## YOUR GOAL
Would it be possible to quote, exactly and in full, the lines from the one with "Target: white vaulted" through the end of the entries below?

Stored dataset items:
-- Opening Marker --

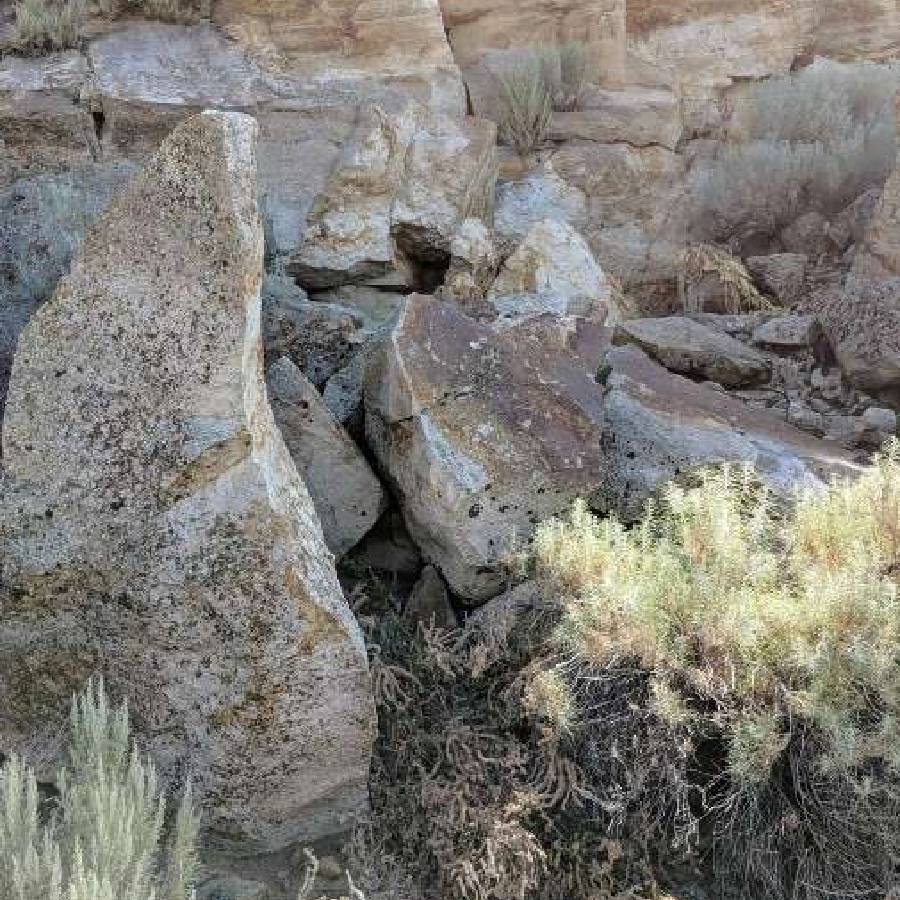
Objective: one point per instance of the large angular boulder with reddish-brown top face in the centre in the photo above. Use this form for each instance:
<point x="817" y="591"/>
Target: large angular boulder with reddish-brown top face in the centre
<point x="483" y="434"/>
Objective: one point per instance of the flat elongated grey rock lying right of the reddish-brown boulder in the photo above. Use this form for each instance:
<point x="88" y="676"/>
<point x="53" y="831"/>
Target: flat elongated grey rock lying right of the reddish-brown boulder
<point x="690" y="348"/>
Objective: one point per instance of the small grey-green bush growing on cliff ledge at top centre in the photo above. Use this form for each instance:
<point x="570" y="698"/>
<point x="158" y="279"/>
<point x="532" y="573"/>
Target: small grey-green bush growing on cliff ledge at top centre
<point x="534" y="83"/>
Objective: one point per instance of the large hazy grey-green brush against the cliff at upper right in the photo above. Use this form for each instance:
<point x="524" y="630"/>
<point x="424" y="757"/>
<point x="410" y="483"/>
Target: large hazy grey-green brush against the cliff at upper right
<point x="812" y="140"/>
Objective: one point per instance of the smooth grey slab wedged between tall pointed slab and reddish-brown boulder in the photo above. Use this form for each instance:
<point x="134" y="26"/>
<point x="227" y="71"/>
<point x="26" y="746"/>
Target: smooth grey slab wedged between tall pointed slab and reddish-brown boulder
<point x="347" y="495"/>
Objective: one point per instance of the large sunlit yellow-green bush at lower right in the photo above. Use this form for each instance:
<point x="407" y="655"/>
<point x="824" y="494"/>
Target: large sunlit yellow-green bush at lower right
<point x="772" y="637"/>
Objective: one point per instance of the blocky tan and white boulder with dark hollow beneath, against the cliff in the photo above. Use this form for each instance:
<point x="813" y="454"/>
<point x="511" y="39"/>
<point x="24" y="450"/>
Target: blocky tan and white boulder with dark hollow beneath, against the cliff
<point x="404" y="184"/>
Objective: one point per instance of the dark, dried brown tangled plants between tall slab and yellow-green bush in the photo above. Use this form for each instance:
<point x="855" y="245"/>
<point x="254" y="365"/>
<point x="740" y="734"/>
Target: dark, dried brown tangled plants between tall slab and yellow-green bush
<point x="481" y="787"/>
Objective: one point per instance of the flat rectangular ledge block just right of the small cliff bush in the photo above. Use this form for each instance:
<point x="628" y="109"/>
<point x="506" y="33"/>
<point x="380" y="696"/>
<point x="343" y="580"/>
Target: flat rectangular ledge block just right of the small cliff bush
<point x="637" y="116"/>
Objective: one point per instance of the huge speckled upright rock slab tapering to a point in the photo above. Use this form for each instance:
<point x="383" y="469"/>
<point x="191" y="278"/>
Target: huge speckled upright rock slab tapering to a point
<point x="154" y="527"/>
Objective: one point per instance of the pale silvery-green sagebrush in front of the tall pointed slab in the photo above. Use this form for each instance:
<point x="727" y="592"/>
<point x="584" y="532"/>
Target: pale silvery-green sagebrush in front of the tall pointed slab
<point x="99" y="840"/>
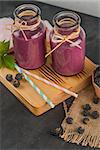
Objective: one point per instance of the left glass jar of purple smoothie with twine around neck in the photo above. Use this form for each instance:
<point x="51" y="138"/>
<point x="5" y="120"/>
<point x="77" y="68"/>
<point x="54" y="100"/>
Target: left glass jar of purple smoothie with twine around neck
<point x="29" y="37"/>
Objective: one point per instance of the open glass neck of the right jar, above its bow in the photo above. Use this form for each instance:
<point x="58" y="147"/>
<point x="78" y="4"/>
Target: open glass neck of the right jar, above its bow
<point x="66" y="22"/>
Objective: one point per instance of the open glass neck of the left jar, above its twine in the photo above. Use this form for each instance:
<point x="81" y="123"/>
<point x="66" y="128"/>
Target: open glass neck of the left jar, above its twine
<point x="27" y="14"/>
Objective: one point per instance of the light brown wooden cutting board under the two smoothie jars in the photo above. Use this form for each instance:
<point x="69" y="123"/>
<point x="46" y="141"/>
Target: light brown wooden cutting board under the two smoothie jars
<point x="26" y="94"/>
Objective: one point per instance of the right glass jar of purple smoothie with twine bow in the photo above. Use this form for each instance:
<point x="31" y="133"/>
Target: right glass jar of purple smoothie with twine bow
<point x="69" y="55"/>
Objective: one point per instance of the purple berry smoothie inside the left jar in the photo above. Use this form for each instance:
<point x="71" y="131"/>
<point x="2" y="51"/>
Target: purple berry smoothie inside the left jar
<point x="30" y="54"/>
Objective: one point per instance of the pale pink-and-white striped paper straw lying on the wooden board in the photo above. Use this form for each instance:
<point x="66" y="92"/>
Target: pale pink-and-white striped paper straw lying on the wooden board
<point x="52" y="84"/>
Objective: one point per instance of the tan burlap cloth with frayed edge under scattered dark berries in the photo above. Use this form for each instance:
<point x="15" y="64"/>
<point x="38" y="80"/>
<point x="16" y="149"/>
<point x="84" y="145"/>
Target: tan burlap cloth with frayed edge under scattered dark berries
<point x="91" y="136"/>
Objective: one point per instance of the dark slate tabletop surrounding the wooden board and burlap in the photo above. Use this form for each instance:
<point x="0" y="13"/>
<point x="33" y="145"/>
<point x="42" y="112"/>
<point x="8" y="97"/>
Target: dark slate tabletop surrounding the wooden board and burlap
<point x="19" y="129"/>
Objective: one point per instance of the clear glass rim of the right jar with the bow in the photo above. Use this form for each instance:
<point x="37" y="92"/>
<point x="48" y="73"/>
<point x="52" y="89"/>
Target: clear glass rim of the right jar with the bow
<point x="69" y="14"/>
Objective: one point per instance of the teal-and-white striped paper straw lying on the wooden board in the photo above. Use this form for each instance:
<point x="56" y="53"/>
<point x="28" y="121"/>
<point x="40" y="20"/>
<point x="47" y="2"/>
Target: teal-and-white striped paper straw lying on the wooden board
<point x="34" y="86"/>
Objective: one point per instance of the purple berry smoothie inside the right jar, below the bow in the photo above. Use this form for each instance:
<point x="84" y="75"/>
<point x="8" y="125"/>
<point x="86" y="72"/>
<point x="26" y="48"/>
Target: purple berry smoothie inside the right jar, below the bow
<point x="68" y="60"/>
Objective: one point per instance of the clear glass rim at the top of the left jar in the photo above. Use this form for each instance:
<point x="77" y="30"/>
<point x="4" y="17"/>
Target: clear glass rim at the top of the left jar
<point x="24" y="7"/>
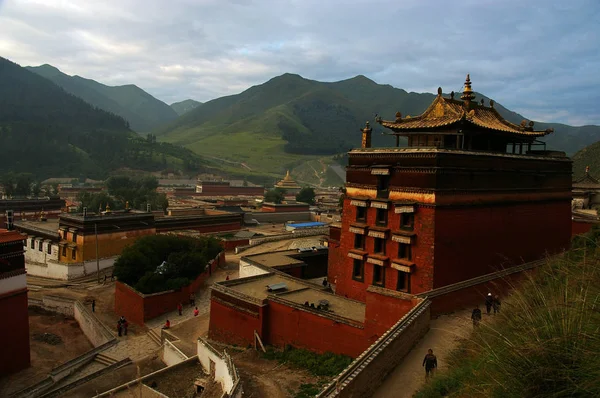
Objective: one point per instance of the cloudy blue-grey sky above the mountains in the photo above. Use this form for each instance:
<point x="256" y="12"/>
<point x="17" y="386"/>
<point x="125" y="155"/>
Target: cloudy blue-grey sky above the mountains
<point x="539" y="58"/>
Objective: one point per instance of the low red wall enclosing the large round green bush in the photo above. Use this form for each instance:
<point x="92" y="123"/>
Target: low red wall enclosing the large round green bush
<point x="139" y="308"/>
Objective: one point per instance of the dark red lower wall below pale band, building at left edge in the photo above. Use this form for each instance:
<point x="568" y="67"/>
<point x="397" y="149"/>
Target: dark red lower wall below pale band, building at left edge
<point x="15" y="333"/>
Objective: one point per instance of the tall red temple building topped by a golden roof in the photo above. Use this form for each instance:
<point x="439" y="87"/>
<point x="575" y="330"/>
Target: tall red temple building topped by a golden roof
<point x="468" y="195"/>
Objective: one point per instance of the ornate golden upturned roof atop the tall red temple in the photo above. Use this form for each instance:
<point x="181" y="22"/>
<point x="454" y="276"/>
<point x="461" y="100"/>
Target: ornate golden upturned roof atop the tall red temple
<point x="447" y="111"/>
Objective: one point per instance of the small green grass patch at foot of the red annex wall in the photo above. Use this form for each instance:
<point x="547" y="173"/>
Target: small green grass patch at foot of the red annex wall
<point x="327" y="364"/>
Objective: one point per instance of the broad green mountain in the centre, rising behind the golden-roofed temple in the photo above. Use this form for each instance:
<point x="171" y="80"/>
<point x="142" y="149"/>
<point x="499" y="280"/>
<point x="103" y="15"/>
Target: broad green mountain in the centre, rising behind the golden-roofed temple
<point x="289" y="121"/>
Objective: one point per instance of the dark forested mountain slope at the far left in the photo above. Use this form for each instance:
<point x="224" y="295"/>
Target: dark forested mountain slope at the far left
<point x="47" y="131"/>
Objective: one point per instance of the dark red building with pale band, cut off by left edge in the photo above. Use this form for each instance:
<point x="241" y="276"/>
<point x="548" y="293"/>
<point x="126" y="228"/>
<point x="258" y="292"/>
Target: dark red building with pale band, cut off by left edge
<point x="13" y="303"/>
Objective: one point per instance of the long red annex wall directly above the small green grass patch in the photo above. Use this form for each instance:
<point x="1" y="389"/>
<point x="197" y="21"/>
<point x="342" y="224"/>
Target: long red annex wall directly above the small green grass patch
<point x="303" y="329"/>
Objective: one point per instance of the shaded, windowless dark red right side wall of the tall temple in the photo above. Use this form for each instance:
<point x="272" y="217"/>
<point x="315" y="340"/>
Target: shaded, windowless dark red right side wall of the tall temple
<point x="473" y="241"/>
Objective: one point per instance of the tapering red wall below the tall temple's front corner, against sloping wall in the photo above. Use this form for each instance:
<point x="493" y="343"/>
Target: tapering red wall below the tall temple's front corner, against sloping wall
<point x="383" y="312"/>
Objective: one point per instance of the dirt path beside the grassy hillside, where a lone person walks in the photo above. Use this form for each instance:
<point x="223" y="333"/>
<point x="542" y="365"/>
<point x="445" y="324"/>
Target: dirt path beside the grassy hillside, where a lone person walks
<point x="443" y="337"/>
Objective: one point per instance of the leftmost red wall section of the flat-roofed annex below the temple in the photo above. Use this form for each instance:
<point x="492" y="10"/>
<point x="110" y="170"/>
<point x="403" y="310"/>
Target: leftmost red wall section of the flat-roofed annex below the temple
<point x="231" y="325"/>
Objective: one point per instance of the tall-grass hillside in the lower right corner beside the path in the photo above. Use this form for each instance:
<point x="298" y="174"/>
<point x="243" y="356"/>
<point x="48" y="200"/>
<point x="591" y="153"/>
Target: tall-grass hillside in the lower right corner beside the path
<point x="546" y="341"/>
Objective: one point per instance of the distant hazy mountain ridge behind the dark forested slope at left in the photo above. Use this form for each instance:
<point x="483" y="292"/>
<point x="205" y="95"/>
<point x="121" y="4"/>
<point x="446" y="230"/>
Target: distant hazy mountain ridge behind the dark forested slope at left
<point x="140" y="109"/>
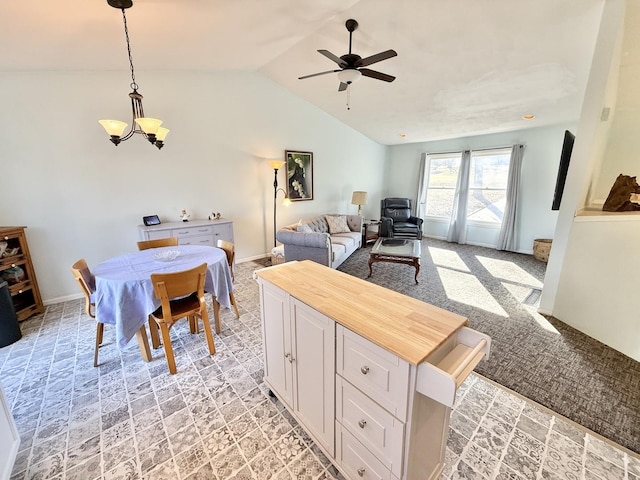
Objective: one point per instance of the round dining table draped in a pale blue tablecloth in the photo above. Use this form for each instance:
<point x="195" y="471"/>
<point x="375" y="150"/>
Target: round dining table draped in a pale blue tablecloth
<point x="124" y="292"/>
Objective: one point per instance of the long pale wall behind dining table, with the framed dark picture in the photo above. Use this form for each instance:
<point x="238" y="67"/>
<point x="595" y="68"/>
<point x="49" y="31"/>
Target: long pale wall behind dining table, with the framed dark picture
<point x="80" y="196"/>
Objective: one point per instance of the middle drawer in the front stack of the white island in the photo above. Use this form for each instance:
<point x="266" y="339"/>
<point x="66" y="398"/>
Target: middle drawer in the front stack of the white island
<point x="372" y="425"/>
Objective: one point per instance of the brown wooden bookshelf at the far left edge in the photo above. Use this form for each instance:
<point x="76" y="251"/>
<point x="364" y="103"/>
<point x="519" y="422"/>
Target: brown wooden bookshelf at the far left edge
<point x="16" y="268"/>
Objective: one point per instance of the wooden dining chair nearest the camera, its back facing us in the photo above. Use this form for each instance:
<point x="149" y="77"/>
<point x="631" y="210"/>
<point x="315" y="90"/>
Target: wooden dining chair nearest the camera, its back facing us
<point x="181" y="295"/>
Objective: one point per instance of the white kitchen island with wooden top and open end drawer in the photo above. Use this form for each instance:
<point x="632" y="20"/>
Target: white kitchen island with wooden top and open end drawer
<point x="382" y="367"/>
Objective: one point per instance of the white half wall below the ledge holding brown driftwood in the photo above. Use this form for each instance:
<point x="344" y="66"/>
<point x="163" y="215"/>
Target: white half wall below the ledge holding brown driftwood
<point x="598" y="291"/>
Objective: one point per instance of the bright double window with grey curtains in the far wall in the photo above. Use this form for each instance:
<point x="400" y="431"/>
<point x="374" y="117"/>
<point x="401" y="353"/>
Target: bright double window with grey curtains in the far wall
<point x="488" y="174"/>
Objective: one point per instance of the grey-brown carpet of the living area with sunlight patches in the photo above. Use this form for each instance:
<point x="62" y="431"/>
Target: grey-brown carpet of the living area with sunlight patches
<point x="539" y="357"/>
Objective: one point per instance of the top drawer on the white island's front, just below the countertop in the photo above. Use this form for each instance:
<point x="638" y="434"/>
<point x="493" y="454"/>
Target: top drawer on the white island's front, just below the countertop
<point x="379" y="374"/>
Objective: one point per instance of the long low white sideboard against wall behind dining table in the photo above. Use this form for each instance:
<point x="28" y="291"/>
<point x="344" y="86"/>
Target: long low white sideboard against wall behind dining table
<point x="197" y="232"/>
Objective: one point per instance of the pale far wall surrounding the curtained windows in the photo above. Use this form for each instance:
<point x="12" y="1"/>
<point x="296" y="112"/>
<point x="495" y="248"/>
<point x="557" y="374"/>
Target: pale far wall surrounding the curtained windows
<point x="535" y="218"/>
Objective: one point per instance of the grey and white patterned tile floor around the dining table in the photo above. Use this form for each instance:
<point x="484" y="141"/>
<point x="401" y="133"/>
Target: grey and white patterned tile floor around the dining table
<point x="128" y="419"/>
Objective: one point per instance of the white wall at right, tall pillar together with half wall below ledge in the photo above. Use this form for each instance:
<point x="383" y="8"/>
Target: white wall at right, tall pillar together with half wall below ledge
<point x="592" y="271"/>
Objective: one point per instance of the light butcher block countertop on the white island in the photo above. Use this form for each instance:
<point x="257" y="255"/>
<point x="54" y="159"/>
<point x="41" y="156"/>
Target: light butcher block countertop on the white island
<point x="409" y="328"/>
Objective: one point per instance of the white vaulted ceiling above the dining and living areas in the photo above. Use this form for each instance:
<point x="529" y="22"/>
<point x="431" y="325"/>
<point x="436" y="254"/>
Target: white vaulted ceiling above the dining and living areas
<point x="464" y="67"/>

-- Closing Marker --

## OUTPUT OF THE TASK
Target: white vaulted ceiling above the dining and living areas
<point x="464" y="67"/>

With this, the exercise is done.